Text to read
▼▼▼
I have a SQL Table with close to 2 Million rows and I am trying to export this data into an Excel file so the stakeholders can manipulate data, see charts, so on...
The issue is, when I hit refresh, it fails after getting all the data saying the number of rows exceed max rows limitation in Excel. This table is going to keep growing every day.
What I am looking for here is a way to refresh data, then add rows to Sheet 1 until max rows limitation is reached. Once maxed out, I want the rows to start getting inserted into Sheet 2. Once maxed out, move to 3rd sheet, all from the single SQL table, from a single refresh.
This does not have to happen in Excel (Data -> Refresh option), I can have this as a part of the SSIS package that I am already using to populate rows in the SQL table.
I am also open to any alternate ways to export SQL table into a different format that can be used by said stakeholders to create charts, analyze data, and whatever else pleases them.
Without sounding too facetious, you are suggesting a very inefficient method.
▲▲▲
Data supplied
▼▼▼
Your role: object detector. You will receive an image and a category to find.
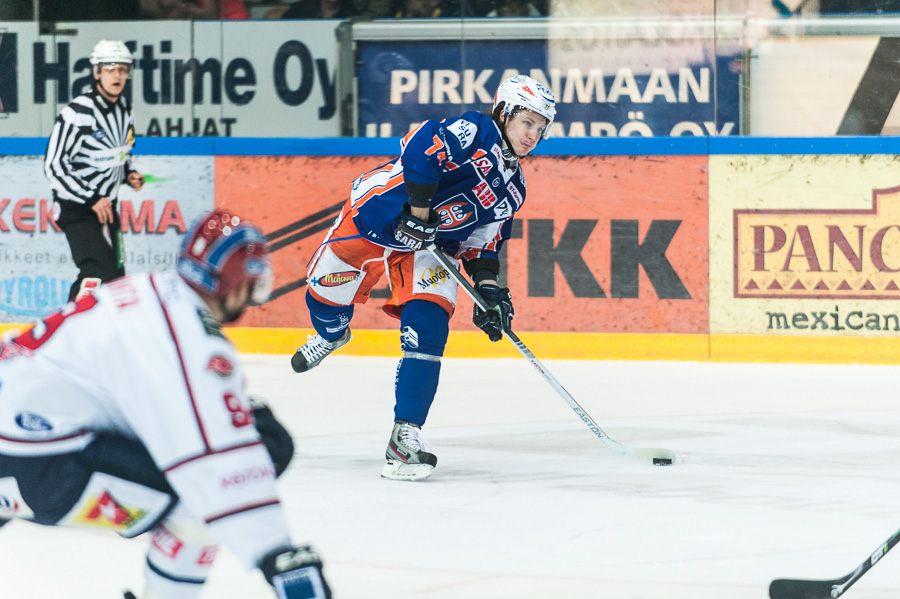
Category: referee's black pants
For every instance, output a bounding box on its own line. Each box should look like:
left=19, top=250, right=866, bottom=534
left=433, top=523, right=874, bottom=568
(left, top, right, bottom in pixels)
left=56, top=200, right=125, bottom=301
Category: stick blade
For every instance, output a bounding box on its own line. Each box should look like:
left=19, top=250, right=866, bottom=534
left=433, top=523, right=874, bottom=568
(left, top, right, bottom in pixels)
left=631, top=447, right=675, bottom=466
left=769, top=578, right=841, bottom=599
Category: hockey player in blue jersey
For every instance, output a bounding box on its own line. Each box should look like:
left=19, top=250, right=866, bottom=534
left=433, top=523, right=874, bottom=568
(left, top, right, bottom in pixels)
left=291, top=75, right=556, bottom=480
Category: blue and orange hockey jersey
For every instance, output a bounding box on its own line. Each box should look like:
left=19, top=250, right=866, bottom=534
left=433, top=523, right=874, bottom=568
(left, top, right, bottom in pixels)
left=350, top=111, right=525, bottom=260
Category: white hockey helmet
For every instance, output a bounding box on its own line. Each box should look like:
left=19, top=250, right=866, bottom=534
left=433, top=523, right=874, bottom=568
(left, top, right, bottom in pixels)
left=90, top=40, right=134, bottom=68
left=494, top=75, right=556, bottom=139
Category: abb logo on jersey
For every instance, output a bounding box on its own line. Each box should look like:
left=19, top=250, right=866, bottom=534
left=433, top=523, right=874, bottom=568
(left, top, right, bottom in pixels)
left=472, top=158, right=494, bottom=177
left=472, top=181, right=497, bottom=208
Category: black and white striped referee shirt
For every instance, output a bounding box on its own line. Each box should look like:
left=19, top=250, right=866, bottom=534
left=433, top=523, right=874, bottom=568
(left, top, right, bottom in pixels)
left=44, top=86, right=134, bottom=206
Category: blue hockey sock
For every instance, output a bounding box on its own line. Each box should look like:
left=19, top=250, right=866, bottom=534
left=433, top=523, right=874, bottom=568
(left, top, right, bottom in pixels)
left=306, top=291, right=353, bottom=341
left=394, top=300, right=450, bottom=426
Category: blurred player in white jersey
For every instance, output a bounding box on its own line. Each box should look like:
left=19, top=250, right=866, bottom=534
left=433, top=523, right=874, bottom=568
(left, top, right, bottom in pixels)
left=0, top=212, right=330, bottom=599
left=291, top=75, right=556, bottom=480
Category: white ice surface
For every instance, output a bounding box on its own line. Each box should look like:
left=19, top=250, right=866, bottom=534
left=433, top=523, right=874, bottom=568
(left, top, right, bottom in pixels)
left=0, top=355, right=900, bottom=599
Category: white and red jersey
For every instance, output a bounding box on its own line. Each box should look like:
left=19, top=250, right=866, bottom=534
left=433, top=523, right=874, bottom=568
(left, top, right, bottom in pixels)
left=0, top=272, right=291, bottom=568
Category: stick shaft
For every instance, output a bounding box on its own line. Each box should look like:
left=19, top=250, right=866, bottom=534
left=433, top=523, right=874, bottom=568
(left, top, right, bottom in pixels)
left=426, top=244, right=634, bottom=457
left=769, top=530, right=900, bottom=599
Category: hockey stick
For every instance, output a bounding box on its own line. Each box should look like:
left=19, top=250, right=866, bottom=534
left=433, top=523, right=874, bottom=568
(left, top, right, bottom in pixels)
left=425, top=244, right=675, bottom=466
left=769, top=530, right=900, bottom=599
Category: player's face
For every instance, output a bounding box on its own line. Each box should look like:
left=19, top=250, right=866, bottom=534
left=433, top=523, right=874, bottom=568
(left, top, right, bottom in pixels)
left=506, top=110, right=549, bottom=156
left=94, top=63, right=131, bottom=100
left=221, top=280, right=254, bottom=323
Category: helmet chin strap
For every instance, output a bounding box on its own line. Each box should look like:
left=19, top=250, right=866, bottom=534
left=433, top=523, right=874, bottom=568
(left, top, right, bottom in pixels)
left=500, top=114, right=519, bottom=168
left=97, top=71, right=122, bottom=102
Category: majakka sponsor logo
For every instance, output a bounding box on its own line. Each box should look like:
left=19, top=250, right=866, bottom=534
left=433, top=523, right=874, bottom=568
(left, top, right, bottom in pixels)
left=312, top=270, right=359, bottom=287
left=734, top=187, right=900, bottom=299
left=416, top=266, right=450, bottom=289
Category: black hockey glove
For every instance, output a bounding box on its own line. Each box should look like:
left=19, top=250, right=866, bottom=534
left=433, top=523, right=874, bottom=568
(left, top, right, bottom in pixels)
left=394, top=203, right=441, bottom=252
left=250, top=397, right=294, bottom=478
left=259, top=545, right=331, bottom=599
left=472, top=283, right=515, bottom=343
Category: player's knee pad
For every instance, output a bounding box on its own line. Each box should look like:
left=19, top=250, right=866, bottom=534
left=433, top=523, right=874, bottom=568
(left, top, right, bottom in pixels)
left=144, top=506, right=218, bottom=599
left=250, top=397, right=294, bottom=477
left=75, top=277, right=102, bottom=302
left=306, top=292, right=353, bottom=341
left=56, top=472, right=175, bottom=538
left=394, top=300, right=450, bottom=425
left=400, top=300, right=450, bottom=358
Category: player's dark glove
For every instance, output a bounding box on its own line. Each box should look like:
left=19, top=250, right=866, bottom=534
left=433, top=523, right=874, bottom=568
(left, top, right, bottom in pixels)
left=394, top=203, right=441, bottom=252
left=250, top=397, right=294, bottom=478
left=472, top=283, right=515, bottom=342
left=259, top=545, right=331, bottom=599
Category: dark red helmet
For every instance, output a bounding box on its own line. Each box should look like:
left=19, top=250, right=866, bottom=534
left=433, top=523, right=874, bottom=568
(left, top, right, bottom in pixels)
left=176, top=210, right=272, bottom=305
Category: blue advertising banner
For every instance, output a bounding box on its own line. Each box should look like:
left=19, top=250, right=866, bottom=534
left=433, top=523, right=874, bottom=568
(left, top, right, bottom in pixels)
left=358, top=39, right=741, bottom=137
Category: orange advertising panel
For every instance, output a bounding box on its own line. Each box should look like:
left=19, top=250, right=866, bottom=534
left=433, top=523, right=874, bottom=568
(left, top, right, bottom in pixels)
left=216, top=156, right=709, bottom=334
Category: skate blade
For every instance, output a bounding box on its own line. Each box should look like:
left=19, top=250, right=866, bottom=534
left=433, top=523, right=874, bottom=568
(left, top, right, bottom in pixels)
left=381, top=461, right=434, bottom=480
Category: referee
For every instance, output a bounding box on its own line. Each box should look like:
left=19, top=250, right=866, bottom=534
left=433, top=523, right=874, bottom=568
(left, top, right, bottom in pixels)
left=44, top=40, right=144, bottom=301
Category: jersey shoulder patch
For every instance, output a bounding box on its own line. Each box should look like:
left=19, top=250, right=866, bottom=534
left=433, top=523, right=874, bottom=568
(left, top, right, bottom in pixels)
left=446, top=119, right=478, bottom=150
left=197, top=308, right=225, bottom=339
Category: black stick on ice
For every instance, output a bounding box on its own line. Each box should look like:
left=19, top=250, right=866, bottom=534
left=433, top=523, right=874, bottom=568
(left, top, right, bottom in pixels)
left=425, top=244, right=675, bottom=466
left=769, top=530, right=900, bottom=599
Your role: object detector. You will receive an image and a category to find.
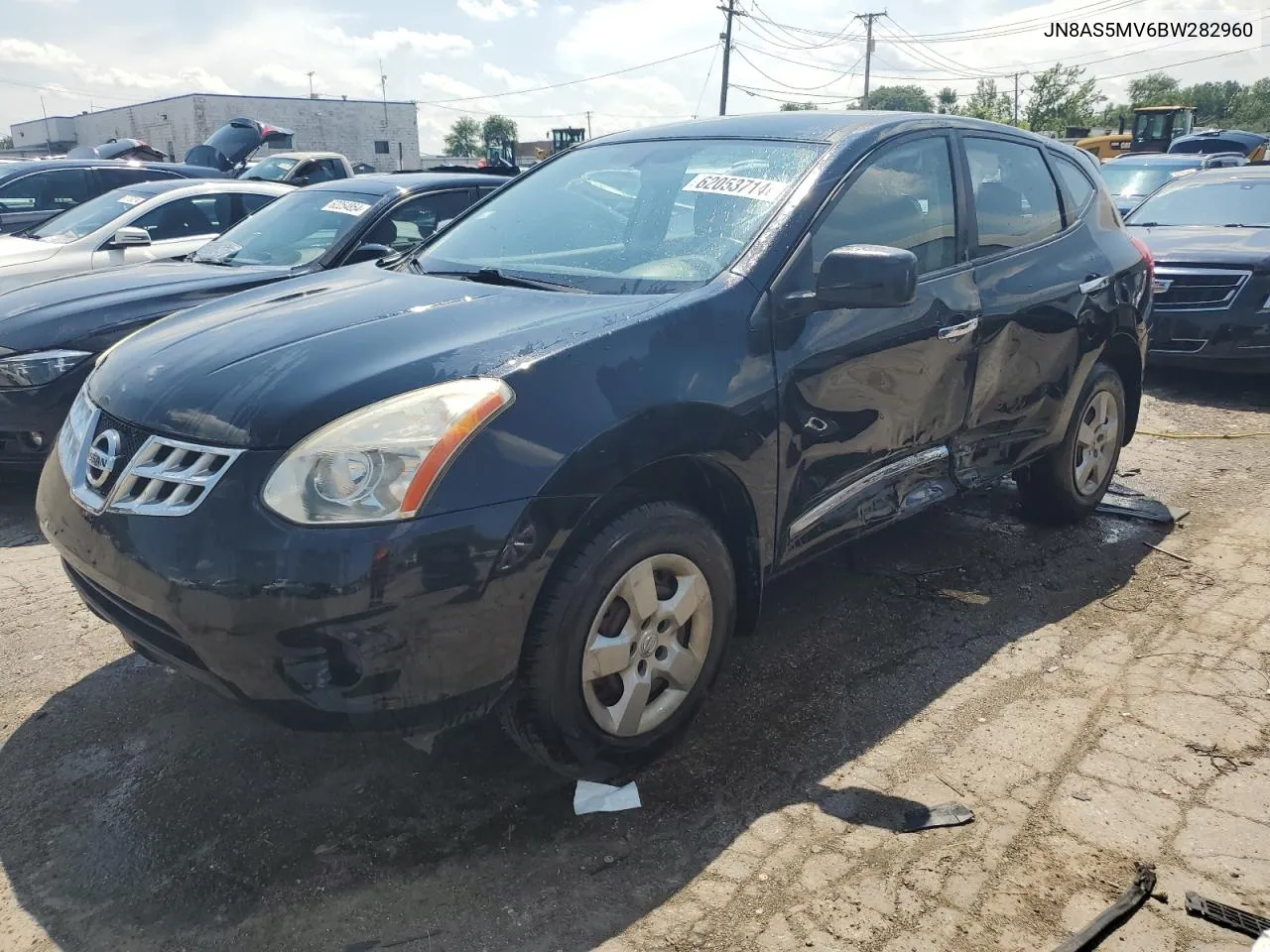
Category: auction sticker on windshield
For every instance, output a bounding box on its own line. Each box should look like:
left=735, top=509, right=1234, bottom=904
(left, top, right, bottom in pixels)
▲▲▲
Stated task A
In the post about exporting the SQL table, about how many rows does the table hold?
Stated task B
For each statement, answer yes or no to whether it agrees with the post about exporting the SQL table, and quote the words of the post that decide it. (i) The refresh fails before any data has been retrieved. (ii) The export may be handled within the SSIS package already used to populate the table. (iii) The table is expected to stay about the same size.

Result A
Close to 2 million rows.

Result B
(i) No: "it fails after getting all the data"
(ii) Yes: "I can have this as a part of the SSIS package that I am already using to populate rows in the SQL table"
(iii) No: "This table is going to keep growing every day"